**What needs to be done:** Search the listing below for the line containing "the nose bridge". From there through the line containing "of the neck", transcribe every line exactly, both ends included.

**Available data:**
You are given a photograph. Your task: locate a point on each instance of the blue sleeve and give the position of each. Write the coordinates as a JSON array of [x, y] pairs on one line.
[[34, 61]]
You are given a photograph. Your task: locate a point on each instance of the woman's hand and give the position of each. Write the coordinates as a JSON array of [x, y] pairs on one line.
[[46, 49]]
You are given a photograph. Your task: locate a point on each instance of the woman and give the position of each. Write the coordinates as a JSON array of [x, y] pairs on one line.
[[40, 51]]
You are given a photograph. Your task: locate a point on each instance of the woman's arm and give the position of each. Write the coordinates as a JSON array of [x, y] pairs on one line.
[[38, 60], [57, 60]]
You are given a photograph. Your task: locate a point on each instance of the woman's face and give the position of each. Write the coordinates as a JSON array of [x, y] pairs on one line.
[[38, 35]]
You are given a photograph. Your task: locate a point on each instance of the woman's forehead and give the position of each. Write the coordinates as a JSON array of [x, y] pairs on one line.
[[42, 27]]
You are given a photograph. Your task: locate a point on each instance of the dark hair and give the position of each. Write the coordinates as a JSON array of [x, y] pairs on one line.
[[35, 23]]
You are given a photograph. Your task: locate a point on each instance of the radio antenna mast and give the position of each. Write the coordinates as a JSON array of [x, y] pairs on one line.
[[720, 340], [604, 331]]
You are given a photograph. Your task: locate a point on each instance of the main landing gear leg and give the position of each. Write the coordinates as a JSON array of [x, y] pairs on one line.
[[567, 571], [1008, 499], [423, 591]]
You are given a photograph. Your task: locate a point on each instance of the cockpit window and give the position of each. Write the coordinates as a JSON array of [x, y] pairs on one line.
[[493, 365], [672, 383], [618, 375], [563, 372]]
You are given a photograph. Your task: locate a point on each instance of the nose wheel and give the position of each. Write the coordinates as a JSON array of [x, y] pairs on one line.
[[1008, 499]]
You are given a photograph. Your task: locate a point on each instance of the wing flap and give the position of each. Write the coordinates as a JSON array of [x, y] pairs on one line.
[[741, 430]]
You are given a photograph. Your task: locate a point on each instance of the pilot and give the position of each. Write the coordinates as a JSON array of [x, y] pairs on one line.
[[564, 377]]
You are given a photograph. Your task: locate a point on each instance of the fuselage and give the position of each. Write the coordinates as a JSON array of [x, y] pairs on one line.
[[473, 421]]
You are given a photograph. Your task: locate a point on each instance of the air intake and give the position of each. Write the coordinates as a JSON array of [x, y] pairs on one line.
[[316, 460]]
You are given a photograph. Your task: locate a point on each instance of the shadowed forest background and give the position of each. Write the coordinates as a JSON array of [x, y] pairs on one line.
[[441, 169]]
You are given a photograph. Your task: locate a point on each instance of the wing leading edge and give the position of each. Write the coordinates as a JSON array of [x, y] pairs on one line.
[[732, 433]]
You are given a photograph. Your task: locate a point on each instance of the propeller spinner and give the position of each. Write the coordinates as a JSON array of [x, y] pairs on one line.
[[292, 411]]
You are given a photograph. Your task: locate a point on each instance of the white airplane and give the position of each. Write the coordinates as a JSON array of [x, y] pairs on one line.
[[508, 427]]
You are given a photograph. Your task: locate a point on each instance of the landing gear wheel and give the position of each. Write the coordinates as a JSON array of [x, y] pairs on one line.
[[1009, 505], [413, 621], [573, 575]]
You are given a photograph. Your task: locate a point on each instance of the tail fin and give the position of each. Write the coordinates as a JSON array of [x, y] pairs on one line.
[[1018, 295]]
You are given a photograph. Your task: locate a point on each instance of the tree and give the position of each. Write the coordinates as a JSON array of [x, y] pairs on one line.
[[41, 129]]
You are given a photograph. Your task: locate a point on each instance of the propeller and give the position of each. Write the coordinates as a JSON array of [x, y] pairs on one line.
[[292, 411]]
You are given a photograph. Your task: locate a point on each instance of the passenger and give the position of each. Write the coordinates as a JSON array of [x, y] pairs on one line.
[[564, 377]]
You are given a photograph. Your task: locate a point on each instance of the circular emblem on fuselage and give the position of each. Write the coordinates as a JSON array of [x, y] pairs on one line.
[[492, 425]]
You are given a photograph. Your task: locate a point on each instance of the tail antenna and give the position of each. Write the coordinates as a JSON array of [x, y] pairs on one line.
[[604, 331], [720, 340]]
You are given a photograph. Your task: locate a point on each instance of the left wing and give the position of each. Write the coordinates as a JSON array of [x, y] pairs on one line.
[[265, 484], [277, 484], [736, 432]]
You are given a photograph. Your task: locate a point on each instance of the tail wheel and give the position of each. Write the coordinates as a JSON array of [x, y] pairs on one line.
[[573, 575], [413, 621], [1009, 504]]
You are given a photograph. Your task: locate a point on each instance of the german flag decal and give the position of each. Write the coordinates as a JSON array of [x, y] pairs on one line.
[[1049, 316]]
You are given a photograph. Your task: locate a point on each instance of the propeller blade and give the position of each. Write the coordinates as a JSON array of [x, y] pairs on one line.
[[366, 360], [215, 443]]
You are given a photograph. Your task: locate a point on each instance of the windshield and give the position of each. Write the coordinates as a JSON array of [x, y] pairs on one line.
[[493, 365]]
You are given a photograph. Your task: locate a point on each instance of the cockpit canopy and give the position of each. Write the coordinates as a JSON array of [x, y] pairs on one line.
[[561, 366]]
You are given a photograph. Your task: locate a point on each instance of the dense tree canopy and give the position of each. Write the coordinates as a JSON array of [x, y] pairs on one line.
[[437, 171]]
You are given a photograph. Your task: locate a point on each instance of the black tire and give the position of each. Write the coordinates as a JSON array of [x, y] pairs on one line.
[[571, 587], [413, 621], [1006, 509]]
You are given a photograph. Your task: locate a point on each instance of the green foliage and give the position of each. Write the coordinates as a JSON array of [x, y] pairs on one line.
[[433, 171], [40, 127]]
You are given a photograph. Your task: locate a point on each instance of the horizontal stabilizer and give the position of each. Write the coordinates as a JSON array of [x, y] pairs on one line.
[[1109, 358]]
==
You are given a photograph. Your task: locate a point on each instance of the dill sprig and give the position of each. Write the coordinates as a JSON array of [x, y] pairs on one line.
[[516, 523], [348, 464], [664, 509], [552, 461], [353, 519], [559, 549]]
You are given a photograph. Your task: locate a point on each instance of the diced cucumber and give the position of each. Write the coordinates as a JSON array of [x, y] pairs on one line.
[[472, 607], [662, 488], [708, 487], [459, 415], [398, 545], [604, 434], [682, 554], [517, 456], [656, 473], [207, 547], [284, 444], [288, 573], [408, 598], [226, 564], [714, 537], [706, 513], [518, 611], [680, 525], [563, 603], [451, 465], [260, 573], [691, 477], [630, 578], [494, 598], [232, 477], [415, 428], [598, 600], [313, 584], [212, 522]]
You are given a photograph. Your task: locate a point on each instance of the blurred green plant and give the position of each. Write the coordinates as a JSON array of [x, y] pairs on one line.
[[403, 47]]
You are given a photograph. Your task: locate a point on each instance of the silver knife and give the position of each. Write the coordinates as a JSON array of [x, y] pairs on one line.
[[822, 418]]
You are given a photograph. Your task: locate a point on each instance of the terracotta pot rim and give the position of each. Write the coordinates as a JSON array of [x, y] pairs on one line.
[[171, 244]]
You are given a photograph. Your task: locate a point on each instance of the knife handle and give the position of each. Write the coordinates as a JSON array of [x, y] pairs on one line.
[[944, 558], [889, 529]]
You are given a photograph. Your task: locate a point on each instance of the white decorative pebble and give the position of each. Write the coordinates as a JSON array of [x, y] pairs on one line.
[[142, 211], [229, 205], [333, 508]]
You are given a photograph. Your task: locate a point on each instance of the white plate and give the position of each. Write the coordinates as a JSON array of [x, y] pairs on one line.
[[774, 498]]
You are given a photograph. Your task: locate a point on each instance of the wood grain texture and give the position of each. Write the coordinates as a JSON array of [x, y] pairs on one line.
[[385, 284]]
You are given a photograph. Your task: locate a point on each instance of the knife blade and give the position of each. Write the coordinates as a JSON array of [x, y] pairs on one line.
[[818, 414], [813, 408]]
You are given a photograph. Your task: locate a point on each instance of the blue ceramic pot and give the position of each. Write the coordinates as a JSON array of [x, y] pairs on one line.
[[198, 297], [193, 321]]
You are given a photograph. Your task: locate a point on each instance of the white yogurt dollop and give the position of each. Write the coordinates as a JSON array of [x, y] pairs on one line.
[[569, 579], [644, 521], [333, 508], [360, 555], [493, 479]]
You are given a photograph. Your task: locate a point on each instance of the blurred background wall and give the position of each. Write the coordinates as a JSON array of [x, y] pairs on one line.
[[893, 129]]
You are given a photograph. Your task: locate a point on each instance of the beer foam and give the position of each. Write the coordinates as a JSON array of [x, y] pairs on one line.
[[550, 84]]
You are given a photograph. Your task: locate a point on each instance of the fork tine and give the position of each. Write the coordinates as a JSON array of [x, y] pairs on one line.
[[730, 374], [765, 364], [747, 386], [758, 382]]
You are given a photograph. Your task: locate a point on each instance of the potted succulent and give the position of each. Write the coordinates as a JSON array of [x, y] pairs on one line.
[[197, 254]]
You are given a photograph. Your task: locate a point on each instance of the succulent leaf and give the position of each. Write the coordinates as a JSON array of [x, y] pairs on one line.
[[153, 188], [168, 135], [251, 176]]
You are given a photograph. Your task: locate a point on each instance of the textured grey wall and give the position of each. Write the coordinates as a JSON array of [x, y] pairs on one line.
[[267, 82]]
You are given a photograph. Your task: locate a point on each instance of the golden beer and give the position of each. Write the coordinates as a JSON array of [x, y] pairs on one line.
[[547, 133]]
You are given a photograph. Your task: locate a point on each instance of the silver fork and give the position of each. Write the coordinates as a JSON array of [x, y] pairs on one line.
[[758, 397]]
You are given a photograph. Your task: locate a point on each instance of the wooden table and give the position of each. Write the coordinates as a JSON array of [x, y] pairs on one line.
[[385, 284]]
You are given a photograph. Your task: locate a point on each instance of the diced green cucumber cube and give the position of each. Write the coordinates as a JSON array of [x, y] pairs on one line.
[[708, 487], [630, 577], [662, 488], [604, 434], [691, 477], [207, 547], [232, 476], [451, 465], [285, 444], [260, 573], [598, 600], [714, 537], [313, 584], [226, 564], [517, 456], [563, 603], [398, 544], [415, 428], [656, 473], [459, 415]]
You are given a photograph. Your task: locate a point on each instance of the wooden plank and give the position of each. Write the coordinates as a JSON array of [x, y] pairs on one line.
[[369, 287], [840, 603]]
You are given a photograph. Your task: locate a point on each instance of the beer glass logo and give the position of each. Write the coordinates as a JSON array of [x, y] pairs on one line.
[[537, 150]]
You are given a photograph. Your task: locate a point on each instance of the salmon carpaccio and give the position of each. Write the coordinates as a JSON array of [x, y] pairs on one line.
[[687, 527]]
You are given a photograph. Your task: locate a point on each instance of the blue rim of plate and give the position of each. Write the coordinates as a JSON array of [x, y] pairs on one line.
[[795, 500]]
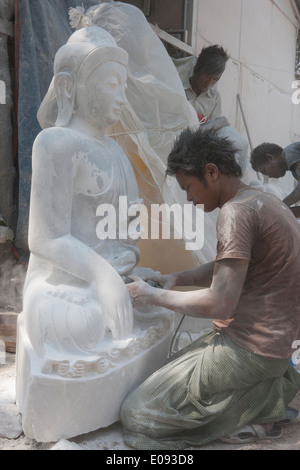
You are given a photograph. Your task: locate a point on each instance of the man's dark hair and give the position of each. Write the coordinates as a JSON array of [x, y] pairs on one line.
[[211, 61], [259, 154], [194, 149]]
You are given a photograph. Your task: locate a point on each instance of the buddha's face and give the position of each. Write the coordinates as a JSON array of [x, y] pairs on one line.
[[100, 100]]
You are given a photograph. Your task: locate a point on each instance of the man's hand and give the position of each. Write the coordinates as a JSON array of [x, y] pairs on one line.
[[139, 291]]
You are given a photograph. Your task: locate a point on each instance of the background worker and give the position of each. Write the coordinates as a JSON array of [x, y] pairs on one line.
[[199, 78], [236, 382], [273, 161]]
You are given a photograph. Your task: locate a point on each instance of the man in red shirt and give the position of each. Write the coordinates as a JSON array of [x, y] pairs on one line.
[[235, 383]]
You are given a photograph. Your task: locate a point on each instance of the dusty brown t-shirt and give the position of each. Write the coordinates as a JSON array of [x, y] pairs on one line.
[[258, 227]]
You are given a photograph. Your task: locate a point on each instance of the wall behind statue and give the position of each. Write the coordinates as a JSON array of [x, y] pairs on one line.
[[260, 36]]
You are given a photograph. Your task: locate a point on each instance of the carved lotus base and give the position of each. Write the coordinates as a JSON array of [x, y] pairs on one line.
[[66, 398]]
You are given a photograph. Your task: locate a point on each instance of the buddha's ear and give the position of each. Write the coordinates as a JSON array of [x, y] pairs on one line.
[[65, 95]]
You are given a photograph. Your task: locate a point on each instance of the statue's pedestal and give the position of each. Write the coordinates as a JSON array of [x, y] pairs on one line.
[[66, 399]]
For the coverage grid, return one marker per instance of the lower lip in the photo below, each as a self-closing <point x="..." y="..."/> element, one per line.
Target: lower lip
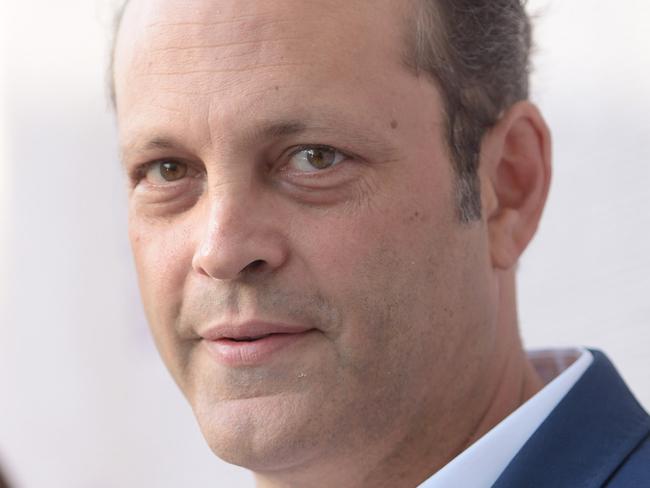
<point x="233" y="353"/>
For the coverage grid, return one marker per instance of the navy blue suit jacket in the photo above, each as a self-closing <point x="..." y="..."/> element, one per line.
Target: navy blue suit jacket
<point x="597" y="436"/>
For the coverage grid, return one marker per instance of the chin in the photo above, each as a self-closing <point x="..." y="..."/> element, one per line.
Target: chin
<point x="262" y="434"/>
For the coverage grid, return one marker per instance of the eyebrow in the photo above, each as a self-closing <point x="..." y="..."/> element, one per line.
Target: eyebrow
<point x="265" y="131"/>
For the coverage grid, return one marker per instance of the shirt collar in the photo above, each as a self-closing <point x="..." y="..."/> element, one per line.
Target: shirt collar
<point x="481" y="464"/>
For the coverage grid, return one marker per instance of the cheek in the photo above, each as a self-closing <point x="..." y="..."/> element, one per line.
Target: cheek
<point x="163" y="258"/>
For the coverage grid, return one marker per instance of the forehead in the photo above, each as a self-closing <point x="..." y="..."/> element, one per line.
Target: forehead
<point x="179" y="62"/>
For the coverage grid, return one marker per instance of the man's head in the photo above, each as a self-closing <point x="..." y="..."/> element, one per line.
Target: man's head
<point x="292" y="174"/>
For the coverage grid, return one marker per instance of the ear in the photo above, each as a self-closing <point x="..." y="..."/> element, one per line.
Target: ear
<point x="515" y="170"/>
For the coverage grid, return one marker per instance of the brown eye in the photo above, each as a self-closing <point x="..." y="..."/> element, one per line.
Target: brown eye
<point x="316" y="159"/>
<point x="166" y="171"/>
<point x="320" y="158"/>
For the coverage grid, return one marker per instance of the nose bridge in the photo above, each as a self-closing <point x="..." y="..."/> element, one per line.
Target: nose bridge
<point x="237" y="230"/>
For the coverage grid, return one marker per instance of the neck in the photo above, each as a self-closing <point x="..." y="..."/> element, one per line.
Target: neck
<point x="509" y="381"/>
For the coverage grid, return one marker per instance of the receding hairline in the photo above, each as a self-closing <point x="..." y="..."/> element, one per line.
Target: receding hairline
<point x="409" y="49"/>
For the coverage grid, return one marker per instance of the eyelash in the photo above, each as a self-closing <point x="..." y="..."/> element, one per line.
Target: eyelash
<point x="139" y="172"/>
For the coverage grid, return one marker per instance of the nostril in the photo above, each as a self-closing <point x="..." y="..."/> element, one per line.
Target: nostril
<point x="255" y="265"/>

**Task solution:**
For the coverage grid, return one marker per instance of the nose bridge in the photo above, each as a self-closing <point x="..." y="..."/> element, one per line.
Target: nose bridge
<point x="237" y="230"/>
For the coverage grid, return one marker per instance of the neck in the photo above, each as a self-closing <point x="..." y="..."/> element, one per line.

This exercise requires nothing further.